Object position labeling entries
◆ ◆ ◆
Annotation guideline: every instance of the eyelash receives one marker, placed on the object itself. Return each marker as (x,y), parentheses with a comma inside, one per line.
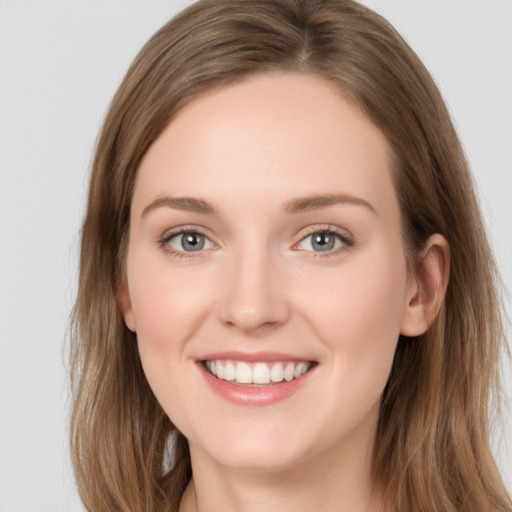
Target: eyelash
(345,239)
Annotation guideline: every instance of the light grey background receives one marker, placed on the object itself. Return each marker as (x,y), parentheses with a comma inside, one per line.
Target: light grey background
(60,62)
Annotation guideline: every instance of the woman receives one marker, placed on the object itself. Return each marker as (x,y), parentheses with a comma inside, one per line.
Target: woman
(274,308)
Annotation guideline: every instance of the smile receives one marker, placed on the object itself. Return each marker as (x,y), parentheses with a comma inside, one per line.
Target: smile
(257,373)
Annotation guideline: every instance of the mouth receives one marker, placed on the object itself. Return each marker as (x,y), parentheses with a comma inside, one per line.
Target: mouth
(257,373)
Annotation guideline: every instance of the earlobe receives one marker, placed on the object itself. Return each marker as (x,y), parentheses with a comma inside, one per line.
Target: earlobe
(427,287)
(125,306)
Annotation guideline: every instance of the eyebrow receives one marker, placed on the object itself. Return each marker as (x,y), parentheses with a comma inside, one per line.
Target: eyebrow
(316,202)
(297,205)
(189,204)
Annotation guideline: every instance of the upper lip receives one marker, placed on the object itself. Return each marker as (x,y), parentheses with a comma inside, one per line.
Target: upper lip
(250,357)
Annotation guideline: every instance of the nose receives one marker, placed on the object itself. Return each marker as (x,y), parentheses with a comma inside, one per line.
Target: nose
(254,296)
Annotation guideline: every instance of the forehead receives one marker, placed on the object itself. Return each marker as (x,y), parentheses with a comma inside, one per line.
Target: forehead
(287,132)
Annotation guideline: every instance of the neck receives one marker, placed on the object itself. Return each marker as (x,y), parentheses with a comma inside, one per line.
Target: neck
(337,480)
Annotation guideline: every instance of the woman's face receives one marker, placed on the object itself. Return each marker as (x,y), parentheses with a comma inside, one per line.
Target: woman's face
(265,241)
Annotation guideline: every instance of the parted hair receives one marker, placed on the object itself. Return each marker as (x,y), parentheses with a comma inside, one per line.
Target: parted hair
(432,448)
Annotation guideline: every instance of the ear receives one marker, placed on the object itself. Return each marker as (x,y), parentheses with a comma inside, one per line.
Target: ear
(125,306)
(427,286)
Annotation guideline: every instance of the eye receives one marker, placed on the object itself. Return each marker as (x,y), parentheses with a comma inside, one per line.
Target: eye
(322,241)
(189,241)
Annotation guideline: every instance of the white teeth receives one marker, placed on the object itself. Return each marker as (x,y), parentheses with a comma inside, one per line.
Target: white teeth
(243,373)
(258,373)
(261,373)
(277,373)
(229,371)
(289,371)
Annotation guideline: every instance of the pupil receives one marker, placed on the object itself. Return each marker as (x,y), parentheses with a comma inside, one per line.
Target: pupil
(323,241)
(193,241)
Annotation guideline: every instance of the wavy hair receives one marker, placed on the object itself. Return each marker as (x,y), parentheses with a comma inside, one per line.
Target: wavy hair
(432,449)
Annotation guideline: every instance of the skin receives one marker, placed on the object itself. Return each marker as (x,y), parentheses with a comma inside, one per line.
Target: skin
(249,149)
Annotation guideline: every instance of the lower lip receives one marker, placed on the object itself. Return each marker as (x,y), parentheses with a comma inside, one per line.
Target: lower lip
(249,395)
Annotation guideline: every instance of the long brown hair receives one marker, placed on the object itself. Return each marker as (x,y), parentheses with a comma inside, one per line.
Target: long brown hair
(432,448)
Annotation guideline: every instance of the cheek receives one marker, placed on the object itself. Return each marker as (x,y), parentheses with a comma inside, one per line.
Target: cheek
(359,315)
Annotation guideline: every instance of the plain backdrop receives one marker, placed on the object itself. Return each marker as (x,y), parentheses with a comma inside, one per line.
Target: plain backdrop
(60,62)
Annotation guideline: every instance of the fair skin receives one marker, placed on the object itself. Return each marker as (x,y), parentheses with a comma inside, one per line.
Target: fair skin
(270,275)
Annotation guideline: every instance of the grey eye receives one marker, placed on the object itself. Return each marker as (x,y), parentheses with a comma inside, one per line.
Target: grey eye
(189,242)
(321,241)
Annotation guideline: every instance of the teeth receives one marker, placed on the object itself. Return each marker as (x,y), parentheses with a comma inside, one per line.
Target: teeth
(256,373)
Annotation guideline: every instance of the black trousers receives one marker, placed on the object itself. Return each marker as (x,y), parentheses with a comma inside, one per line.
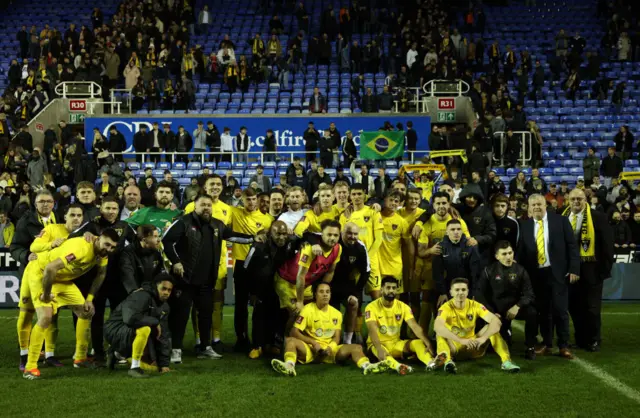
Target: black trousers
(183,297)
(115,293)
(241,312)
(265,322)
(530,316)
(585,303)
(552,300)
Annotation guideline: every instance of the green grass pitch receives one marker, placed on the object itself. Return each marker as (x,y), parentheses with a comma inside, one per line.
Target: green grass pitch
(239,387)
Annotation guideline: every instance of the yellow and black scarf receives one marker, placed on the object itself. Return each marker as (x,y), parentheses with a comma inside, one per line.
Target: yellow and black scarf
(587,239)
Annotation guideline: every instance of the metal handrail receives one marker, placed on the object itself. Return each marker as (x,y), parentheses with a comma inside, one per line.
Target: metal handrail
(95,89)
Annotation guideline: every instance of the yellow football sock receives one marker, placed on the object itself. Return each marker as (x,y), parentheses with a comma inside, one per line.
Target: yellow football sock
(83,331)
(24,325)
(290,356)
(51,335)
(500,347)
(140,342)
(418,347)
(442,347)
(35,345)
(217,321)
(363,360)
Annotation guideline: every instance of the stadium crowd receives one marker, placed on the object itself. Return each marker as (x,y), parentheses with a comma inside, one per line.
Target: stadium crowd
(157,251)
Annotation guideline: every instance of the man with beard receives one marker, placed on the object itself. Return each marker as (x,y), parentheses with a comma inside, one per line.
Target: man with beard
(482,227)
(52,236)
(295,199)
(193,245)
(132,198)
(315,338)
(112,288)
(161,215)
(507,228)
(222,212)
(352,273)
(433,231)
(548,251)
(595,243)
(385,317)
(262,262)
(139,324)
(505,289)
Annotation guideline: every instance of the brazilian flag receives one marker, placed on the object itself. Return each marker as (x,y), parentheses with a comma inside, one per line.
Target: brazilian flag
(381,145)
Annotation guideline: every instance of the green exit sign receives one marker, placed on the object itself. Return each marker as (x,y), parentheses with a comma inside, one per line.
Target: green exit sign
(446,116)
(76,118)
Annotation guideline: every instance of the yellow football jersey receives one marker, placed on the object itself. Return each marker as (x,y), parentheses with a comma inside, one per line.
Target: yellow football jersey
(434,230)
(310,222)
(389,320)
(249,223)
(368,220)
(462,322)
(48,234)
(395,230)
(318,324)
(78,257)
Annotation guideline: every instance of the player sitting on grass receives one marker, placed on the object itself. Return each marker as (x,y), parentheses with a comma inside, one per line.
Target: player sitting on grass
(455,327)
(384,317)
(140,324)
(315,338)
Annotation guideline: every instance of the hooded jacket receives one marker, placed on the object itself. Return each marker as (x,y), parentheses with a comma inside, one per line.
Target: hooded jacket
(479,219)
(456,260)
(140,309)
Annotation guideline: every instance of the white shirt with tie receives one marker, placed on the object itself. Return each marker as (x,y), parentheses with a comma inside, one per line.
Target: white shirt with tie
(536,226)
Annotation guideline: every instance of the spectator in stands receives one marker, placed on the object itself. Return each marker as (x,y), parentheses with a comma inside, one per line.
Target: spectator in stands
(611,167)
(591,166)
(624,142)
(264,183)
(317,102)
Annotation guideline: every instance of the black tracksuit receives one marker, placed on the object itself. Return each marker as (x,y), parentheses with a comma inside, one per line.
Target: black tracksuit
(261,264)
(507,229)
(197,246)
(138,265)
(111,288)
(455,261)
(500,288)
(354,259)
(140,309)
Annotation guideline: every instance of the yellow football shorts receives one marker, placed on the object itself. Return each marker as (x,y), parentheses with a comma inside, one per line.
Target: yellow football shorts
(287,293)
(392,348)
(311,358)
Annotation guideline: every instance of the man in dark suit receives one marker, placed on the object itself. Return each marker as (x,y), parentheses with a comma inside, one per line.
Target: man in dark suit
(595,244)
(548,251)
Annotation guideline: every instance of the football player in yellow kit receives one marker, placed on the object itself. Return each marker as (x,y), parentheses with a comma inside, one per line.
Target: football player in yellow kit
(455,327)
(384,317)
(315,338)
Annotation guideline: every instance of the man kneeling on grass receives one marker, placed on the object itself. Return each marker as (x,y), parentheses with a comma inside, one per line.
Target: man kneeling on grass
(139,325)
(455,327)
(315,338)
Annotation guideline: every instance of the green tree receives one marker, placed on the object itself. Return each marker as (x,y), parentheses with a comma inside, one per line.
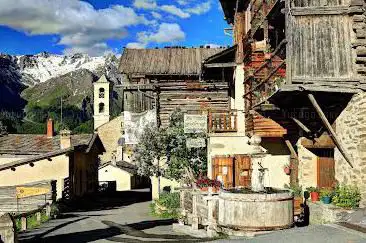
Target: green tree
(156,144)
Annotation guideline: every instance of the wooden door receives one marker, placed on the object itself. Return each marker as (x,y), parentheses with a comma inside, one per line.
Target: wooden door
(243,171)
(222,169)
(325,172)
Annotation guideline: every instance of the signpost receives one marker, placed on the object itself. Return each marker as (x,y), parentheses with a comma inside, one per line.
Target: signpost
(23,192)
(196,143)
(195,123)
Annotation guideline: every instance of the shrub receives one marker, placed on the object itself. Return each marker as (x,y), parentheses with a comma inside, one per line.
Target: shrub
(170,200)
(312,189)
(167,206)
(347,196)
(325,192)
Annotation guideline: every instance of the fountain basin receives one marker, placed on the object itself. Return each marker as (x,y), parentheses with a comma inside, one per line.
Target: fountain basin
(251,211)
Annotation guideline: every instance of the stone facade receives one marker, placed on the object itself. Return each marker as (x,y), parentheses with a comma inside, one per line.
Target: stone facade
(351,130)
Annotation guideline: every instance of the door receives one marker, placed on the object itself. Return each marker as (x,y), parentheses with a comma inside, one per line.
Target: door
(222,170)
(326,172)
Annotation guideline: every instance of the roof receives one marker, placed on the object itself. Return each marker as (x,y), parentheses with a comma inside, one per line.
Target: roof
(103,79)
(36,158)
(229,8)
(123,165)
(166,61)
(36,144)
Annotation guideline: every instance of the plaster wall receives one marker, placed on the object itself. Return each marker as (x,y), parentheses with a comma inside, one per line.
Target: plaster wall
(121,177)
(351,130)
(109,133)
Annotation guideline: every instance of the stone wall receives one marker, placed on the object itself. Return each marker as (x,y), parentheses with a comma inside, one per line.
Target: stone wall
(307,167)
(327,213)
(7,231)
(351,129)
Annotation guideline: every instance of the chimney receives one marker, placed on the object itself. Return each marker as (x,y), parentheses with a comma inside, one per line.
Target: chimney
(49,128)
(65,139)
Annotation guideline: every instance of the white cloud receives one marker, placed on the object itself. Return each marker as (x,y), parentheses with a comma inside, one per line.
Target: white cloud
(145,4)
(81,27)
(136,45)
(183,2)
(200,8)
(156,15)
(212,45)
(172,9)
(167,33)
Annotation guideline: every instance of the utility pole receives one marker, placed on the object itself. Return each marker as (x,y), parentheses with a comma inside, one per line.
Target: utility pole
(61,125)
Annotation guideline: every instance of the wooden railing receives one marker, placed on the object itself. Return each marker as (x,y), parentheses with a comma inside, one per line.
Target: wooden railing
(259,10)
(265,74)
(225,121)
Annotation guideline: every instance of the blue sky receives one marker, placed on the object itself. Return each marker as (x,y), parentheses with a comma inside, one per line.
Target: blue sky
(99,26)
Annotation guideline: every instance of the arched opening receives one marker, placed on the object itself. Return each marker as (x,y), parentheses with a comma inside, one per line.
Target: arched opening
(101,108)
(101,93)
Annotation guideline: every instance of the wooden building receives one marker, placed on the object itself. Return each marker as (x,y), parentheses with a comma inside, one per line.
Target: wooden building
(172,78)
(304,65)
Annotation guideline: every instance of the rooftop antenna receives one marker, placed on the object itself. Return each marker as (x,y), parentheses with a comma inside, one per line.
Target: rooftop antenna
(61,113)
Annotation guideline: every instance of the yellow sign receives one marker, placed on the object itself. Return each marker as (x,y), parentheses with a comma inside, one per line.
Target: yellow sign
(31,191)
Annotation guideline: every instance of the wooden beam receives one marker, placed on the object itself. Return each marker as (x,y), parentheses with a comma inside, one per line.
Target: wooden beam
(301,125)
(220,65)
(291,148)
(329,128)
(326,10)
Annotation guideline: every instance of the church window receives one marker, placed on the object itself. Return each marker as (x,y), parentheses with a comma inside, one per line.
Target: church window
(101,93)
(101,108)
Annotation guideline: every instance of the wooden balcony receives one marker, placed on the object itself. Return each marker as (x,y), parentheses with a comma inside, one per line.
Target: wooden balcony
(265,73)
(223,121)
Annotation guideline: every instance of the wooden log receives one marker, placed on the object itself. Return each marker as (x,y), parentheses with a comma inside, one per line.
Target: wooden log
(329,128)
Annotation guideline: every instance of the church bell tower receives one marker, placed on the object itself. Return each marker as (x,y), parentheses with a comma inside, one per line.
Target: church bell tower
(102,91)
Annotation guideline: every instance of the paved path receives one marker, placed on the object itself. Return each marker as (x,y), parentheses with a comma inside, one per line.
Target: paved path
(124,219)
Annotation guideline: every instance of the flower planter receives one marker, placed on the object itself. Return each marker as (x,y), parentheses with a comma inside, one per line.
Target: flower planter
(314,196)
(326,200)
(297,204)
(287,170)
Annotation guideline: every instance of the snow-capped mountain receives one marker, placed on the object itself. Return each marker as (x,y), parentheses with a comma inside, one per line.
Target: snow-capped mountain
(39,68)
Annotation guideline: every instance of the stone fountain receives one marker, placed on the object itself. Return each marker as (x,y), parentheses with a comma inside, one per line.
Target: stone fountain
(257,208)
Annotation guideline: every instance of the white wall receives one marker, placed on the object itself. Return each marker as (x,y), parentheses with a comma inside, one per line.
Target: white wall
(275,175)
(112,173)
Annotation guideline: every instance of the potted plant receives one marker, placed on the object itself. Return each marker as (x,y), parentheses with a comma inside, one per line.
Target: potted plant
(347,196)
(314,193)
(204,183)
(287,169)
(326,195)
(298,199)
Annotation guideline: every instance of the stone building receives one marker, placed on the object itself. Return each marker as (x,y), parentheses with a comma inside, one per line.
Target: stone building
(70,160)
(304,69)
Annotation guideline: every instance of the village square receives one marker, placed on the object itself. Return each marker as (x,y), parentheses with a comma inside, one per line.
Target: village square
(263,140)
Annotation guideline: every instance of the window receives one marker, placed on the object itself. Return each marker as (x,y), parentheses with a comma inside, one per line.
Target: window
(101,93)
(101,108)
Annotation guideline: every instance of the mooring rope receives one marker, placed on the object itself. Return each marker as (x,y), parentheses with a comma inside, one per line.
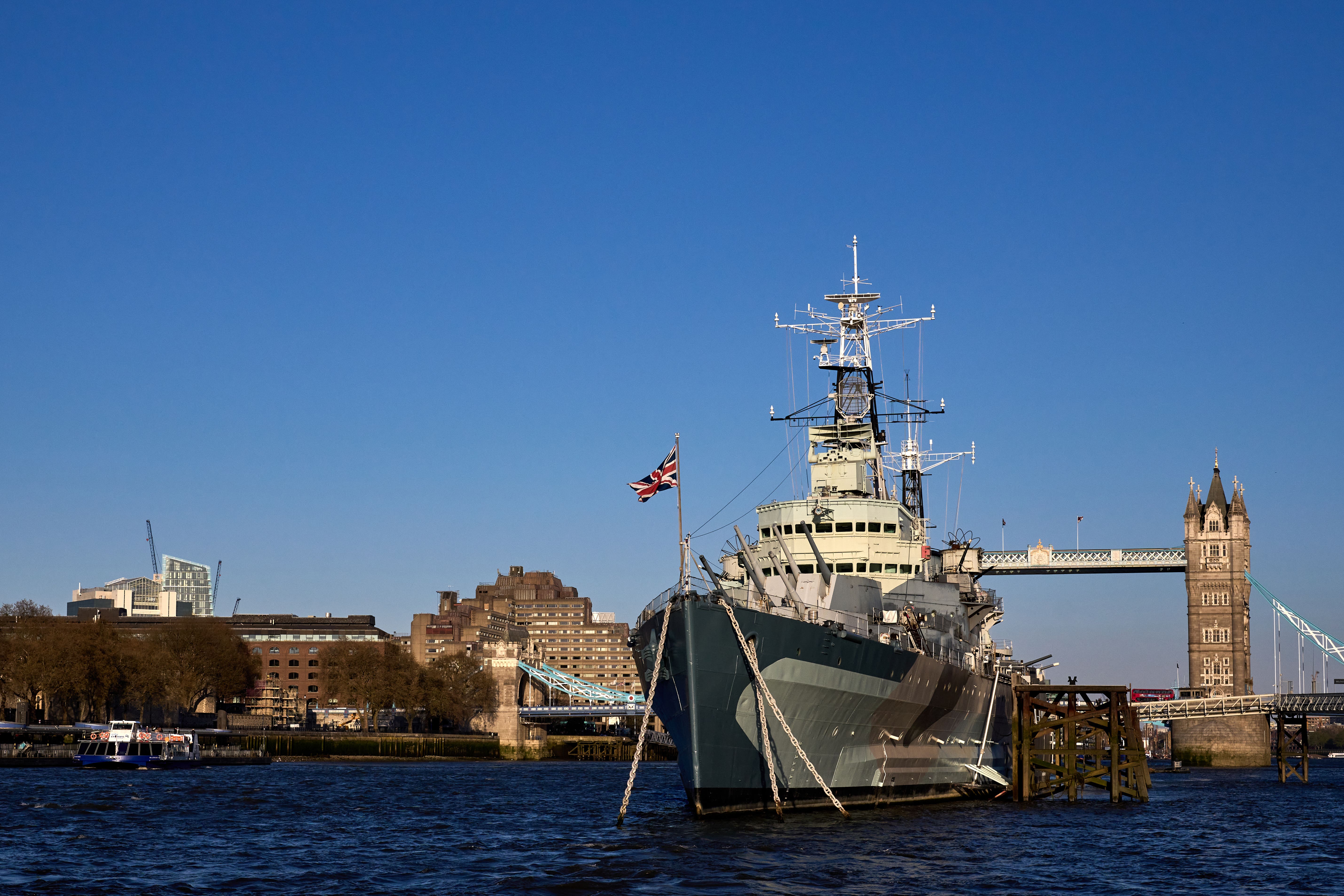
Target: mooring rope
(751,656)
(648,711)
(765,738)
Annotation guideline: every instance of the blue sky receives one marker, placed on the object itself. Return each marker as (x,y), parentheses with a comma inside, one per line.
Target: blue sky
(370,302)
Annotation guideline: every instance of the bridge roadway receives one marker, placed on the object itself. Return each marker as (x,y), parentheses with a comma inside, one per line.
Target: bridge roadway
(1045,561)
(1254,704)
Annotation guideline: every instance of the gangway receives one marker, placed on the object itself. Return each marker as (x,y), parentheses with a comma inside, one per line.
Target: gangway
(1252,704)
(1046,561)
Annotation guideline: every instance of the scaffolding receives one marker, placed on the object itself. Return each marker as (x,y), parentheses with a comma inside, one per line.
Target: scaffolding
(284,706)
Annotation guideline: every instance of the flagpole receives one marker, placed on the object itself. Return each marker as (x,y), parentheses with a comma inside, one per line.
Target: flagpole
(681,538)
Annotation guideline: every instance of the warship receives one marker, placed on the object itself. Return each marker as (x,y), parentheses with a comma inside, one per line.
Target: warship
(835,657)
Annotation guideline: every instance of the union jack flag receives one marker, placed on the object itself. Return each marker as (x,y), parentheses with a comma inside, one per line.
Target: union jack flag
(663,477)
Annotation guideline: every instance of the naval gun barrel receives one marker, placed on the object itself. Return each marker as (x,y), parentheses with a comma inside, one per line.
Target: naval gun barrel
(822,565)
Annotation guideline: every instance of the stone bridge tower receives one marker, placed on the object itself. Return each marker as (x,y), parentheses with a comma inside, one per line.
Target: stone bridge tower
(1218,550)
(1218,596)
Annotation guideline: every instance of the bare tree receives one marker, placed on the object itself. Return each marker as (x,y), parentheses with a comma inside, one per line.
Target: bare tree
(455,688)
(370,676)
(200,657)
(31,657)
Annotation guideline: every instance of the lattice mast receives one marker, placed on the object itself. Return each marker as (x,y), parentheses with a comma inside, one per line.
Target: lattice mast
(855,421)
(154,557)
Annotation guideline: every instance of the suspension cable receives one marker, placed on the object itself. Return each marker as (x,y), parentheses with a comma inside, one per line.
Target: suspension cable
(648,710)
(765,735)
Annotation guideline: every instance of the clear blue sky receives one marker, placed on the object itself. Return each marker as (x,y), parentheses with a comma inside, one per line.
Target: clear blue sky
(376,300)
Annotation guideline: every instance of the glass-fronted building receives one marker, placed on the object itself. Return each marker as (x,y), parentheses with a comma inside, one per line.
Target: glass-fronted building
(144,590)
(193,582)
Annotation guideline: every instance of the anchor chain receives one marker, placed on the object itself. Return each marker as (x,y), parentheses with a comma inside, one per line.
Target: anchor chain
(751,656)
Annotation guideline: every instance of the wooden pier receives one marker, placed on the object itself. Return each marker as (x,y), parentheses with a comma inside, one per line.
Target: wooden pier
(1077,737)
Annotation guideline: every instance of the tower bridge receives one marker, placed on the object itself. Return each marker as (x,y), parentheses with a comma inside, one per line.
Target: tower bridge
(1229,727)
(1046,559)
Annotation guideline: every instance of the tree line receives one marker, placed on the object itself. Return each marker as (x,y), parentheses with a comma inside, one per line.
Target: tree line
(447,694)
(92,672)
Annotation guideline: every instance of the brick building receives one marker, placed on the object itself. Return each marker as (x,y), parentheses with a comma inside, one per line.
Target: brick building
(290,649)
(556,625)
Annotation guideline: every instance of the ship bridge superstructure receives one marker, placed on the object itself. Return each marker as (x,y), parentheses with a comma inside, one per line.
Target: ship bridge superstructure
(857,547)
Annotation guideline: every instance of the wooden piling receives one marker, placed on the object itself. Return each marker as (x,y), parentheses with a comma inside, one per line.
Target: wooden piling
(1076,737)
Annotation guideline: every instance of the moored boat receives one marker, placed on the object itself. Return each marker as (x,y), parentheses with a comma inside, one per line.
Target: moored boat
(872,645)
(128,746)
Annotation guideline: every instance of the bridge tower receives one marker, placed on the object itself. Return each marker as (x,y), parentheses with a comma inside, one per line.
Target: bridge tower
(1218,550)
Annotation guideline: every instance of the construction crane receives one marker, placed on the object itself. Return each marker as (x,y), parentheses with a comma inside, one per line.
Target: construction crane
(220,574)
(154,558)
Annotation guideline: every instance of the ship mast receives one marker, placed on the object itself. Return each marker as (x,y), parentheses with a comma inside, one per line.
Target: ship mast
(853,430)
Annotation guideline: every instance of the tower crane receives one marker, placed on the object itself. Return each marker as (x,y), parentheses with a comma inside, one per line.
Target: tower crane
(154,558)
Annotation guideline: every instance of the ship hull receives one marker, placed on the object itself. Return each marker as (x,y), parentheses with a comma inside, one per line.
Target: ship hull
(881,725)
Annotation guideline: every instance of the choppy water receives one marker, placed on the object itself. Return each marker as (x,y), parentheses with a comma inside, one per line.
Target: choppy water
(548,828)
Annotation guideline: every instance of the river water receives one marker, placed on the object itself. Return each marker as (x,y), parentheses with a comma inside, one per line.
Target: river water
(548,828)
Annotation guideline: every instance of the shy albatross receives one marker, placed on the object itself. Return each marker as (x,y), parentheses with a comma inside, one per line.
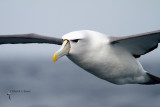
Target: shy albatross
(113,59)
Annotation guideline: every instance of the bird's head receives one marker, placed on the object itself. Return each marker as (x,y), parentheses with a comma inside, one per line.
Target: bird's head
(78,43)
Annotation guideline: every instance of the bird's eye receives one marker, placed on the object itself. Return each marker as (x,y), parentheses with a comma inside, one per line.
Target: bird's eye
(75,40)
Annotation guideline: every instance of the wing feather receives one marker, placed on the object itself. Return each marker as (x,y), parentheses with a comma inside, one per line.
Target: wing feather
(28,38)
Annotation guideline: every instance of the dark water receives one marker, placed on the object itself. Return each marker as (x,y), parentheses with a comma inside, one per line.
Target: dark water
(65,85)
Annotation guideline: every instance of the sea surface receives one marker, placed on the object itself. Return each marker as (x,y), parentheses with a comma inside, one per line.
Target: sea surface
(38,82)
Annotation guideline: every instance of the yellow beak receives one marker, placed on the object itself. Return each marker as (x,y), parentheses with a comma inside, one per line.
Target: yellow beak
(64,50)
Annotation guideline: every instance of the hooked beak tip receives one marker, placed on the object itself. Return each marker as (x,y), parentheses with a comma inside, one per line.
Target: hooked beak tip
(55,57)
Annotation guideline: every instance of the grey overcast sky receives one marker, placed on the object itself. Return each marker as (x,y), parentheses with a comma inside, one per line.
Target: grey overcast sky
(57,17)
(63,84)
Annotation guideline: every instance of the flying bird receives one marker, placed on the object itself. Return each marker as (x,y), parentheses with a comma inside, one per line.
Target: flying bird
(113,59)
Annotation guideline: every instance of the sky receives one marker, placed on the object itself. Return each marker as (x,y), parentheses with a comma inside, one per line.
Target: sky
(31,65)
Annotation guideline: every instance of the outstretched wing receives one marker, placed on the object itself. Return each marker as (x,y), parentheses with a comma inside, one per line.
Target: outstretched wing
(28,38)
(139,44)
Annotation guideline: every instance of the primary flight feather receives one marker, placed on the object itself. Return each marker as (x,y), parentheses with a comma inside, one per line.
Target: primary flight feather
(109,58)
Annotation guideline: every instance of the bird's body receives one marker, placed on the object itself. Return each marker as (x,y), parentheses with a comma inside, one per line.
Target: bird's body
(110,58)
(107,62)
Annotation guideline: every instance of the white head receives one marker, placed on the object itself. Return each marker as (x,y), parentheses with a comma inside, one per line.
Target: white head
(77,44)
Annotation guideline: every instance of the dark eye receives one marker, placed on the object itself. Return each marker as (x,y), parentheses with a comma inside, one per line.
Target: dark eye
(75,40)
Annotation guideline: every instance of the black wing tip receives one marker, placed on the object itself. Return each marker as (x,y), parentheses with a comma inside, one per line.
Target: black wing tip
◆ ◆ ◆
▶ _TASK DETAILS_
Begin at the line containing "Annotation guideline: every instance of the flying" and reproduce each line through the end of the records above.

▶ _FINAL RESULT_
Annotation guideline: every instance of the flying bird receives one marker, placed on the object itself. Return each marker as (x,y), parentheses with a comma inside, one per line.
Target: flying bird
(113,59)
Annotation guideline: every instance of the sky receives one marker, placed on the object itself. Return each marker as (x,y), parentheses with a comma inside, one per line.
Target: sky
(31,65)
Annotation guideline: every instance of the outstretched wing receives one marker, placed on the object itself. Return each marker as (x,y), parentheses with a comma inside, one per line.
Target: outstretched wing
(28,38)
(139,44)
Annotation guideline: every instance of the primary flight feather receives one marker, placed on the object itself. Return each marker as (x,y), parentheses with a comma inside, one per line.
Target: primary flight feather
(109,58)
Annotation guideline: every instance of the bird's body receives one marker, placed on the object itself. Return each marker as (x,y), parentheses with a comma inside, one per line.
Target: bird's body
(110,58)
(107,62)
Annotation guideline: every instance of the white head receives one marker, placed on the object itself. Return each marker as (x,y), parentheses with a comma inside, one per line.
Target: white head
(77,44)
Annotation guideline: every instance of the dark eye receives one marker, placed on the object itself. Return each marker as (x,y), parentheses with a comma inside, one per line.
Target: dark eye
(75,40)
Annotation guideline: every instance of the black wing tip receives one marker, placed on the object itself. Return each marker as (x,y), parentheses with a comma inside, one per line.
Target: black wing tip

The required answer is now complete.